(Provided data)

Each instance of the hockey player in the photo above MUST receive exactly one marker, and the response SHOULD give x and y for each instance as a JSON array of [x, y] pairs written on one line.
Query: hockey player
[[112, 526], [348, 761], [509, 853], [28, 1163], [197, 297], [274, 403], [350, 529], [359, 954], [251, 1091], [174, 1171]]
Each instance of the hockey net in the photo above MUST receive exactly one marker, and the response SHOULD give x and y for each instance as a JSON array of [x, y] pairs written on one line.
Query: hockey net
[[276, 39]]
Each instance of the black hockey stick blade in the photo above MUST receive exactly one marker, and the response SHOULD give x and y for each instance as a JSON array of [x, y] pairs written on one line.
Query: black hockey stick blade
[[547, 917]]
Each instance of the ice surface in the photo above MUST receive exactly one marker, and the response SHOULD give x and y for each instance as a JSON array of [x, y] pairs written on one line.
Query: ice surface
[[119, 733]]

(End Provided data)

Your output must be an exact copy of every entry.

Each instance of the hockey player in the photo above MUST receive exactly one marker, and the response SHOULD give x and y for each instance as a JSON array of [x, y] pairs written on one line.
Query: hockey player
[[112, 526], [348, 761], [509, 853], [28, 1163], [197, 297], [274, 403], [350, 529], [359, 954], [251, 1091], [174, 1171]]
Each instance of the hockey net in the photo above MUST receive exactly one marker, and the response SHOULD give x and y for each instance as a JSON array of [x, y] pairs written on one line.
Query: hockey net
[[276, 39]]
Each instance of the black hockey stick blade in the photo above MUST receive exactly one marker, and the response SHOULD give x and y for each instance as a JSON array of [x, y] pairs written on one line.
Query: black hockey stick blade
[[547, 917]]
Each instance of the ice surface in the photo above MUST receive exactly one marker, and the response SHOULD give x and y for each instance as a JSON array of [x, y] pairs written on one line.
Query: ice surface
[[119, 733]]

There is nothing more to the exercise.